**Task details**
Exact copies of all the entries are needed.

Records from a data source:
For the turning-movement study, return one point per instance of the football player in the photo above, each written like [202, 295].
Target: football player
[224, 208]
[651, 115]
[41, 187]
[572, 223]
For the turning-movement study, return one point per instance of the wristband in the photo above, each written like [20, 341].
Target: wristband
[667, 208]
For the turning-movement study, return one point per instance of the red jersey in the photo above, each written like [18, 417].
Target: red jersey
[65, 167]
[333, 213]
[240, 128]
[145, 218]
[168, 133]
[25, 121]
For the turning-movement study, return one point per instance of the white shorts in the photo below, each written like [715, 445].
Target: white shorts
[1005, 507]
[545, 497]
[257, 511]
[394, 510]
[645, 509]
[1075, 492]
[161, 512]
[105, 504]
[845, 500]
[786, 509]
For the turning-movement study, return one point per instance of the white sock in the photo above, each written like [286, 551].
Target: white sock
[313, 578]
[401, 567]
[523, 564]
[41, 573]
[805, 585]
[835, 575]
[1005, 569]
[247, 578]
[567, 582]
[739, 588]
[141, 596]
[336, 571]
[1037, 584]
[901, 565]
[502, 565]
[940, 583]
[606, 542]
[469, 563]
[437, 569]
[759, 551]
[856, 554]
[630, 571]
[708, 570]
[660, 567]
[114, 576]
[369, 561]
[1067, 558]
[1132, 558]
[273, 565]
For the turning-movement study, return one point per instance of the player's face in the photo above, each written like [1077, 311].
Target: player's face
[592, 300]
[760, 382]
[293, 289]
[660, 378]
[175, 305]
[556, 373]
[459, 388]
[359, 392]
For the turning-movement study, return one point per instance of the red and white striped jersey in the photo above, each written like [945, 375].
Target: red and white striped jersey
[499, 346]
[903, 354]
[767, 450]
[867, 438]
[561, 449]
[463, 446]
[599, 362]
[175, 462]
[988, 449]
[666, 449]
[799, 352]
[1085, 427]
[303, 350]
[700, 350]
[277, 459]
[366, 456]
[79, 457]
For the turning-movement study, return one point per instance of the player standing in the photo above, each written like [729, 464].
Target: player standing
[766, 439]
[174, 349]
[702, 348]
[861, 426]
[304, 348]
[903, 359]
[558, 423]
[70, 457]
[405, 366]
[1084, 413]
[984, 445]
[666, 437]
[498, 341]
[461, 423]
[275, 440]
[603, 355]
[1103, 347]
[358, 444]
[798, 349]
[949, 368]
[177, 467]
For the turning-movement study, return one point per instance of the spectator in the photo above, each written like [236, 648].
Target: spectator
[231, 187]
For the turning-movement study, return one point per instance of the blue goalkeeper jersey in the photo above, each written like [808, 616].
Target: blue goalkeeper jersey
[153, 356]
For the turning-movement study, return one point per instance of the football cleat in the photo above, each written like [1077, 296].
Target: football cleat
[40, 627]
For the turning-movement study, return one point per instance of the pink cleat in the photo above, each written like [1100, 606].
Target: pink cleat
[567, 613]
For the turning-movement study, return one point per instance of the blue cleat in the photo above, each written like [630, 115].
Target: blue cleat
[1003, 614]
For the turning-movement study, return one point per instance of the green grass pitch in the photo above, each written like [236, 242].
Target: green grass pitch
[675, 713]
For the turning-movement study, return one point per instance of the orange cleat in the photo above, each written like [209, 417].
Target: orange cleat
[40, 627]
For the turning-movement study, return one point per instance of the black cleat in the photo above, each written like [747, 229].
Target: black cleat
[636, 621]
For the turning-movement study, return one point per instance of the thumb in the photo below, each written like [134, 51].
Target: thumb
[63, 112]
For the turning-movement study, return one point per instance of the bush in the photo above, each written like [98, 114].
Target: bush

**Your solution**
For the turning-movement study, return one point per instance of the football player in the photo above, each written like [202, 295].
Target: football player
[224, 208]
[651, 115]
[41, 187]
[572, 223]
For the turning-movement study, return one point per instance of the wristband in the photo above, each written like [20, 341].
Target: wristband
[667, 208]
For the turning-movement study, return one point per instance of the red jersey in the photo above, each written like [18, 417].
Target: red jersey
[65, 167]
[333, 213]
[240, 128]
[145, 218]
[168, 133]
[25, 121]
For the turning-movement study, return one point per instance of the white shorts in the photo below, each written like [715, 445].
Target: white shorts
[1005, 507]
[545, 497]
[257, 511]
[394, 510]
[645, 509]
[1075, 492]
[161, 512]
[105, 504]
[845, 500]
[786, 509]
For the turning-movement study, return one point per instance of the white sock in the photo above, each written like [286, 551].
Target: white sock
[313, 578]
[401, 567]
[523, 564]
[41, 573]
[805, 585]
[835, 575]
[1005, 569]
[247, 578]
[567, 582]
[739, 588]
[141, 596]
[336, 571]
[1037, 584]
[901, 565]
[502, 565]
[940, 583]
[606, 542]
[469, 563]
[437, 569]
[759, 551]
[856, 554]
[630, 571]
[708, 570]
[660, 567]
[114, 576]
[369, 561]
[1067, 558]
[1132, 558]
[273, 565]
For the turning-movement study, return one point per instance of the player's face in the photo above, each written like [1077, 311].
Target: player's face
[592, 300]
[760, 382]
[293, 289]
[660, 378]
[175, 305]
[556, 373]
[459, 388]
[359, 392]
For the turning-movement study, return one point per instance of the red and white striped jersey in the photo above, each written like [945, 375].
Target: red and white striped jersey
[499, 346]
[903, 354]
[767, 450]
[867, 438]
[561, 449]
[463, 446]
[599, 362]
[175, 462]
[988, 449]
[666, 449]
[799, 352]
[1085, 427]
[303, 350]
[700, 350]
[277, 459]
[366, 456]
[79, 457]
For the turning-movement study, return one point per instance of the player standing in the photo above, each written like [729, 464].
Target: player standing
[766, 439]
[174, 349]
[702, 348]
[861, 426]
[304, 348]
[903, 359]
[558, 423]
[70, 457]
[405, 366]
[1084, 413]
[984, 445]
[666, 437]
[498, 341]
[461, 423]
[275, 440]
[603, 355]
[1103, 347]
[358, 444]
[798, 349]
[949, 368]
[177, 467]
For the turning-movement study, return one point per instance of the spectator in the photo above, each written like [236, 648].
Target: spectator
[231, 187]
For the turning-movement study, return one point per instance of the blue goalkeeper jersey in the photo above, each written like [808, 616].
Target: blue goalkeeper jersey
[153, 356]
For the turning-movement study, return one point per instance of the football cleat in the photo above, each written like [1077, 296].
Target: football cleat
[40, 627]
For the turning-movement study, return one point per instance of the pink cleat in the photo above, each written like [1100, 606].
Target: pink cleat
[567, 613]
For the turning-movement study, return one point per instance of the blue cleat in the photo above, each written like [630, 115].
Target: blue cleat
[1003, 614]
For the turning-movement study, return one point per instance of the green grass pitch in the photo above, each written like [236, 242].
Target: green grass pitch
[675, 713]
For the turning-movement study, return one point per instance of the orange cleat in the photo above, each written like [209, 417].
Target: orange cleat
[40, 627]
For the turning-movement study, return one point per instance of the black cleat in the photo above, each written like [747, 229].
Target: black cleat
[636, 621]
For the turning-movement study, return one point per instance of the thumb in the photo below, each written like [134, 51].
Target: thumb
[63, 112]
For the turning-movement study, return one point per instance of the bush in the photo above, each written like [98, 114].
Target: bush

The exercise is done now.